- What is being asked: Rewrite every line of the material below, including each find_bounding_boxes call. Shift each bounding-box coordinate in the output lists up by 95.

- Supplied material:
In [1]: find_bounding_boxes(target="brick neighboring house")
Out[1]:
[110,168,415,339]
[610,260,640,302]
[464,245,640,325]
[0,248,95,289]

- Problem solution:
In [1]: find_bounding_boxes(target="brick neighboring house")
Out[1]:
[205,263,510,434]
[705,355,735,397]
[559,340,735,420]
[95,343,190,384]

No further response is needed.